**TASK INSTRUCTIONS**. Your response should consist solely of the records, written out exactly.

Start of DATA PROVIDED

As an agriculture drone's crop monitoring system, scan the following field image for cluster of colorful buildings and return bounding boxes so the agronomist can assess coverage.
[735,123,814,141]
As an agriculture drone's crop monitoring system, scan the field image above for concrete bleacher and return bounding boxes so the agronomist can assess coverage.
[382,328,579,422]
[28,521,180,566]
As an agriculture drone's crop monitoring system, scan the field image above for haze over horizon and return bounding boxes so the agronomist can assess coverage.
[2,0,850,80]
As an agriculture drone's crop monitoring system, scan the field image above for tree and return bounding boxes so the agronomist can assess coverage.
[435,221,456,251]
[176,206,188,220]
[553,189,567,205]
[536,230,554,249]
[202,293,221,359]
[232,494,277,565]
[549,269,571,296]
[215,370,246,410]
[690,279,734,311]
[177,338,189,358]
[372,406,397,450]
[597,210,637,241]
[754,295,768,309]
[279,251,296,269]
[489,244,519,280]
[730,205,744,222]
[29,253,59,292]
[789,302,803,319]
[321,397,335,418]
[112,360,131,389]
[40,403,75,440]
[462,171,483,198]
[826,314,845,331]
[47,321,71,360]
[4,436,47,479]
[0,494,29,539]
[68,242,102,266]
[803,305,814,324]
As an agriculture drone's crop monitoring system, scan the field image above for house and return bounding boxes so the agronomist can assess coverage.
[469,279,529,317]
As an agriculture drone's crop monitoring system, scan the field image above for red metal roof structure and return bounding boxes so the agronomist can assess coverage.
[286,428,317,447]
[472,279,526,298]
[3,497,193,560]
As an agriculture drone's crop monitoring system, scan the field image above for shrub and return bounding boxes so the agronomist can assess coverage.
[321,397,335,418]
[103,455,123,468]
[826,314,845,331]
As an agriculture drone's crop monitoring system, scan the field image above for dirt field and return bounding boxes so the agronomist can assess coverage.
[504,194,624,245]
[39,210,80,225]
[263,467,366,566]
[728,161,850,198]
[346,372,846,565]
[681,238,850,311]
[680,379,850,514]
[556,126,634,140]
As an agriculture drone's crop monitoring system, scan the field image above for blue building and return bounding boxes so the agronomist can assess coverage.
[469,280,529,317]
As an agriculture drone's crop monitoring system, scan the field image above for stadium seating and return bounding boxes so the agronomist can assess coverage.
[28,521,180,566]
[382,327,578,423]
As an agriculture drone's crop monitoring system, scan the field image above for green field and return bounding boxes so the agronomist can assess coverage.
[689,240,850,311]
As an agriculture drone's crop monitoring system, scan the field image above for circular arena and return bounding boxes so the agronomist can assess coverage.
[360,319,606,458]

End of DATA PROVIDED

**ANSWER TO THIS PROBLEM**.
As an agriculture drone's crop monitoring system, scan the following field image for cluster of colorful buildings and return bounding boxes so the agronomist can assess coverage.
[735,123,814,141]
As an agriculture drone's crop monitoring system, scan the field image above for concrete bleacher and return bounding boxes so the agronomist can assess coverage.
[382,328,579,422]
[28,521,180,566]
As an agriculture drone's crop monitoring system, scan the field image above for haze over horizon and return bounding boxes so the agronomist can assess coverage.
[2,0,850,80]
As an agriculture drone's crop monitoring system, scan the field image above for tree and return bounding boxes so the agronomist can assess coverage.
[435,221,456,251]
[176,206,188,220]
[553,189,567,205]
[536,230,554,249]
[202,293,221,359]
[232,494,277,565]
[549,269,571,296]
[215,370,246,410]
[690,279,734,311]
[177,338,189,358]
[372,406,397,450]
[597,210,637,241]
[754,295,768,309]
[279,251,296,269]
[489,244,519,280]
[730,205,744,222]
[29,253,59,292]
[789,302,803,319]
[321,397,335,418]
[112,360,131,389]
[40,403,75,440]
[462,171,483,198]
[826,314,845,331]
[47,321,71,360]
[4,436,47,479]
[0,494,29,539]
[68,242,102,266]
[803,305,814,324]
As an agriculture drone's crop monitoring system, scan the field image above for house and return bounding boxes so the agronomist can assess coverage.
[469,279,529,317]
As an agriculture drone's crop monitoring system, scan the field image above for red metal roof structure and return bounding boxes so the agronomist can assess coverage.
[286,428,317,447]
[472,279,526,298]
[3,497,193,560]
As an agriculture drone's crop monitoring system, scan the field image above for shrub and return bounding boxes so the agronomist can assess coverage.
[321,397,335,418]
[103,455,123,468]
[826,314,845,331]
As an agriculture drone's crop monitoring system, scan the field image above for dirt field and return bounding boxes so the agronomist can assess coverage.
[504,194,624,245]
[39,210,80,225]
[263,467,366,566]
[728,161,850,198]
[346,372,846,565]
[681,238,850,311]
[680,379,850,514]
[556,126,634,140]
As an agriculture drone's crop monitoring system, scan the field image above for blue building and return bounding boxes so the agronomist can assess coverage.
[469,280,529,317]
As an agriculture drone's crop monitoring system, scan the field image above for stadium seating and return bounding boxes so the agronomist can assess coverage.
[28,521,180,566]
[382,327,578,423]
As an agriculture drone's crop monitoring system, scan the field image above for green field and return bounding boxes so the agronomist can assess coverage.
[689,240,850,311]
As an agriculture drone's crop monitoring system, scan the field image above for circular arena and return bounding boxes so the agronomist can assess coverage.
[360,319,606,458]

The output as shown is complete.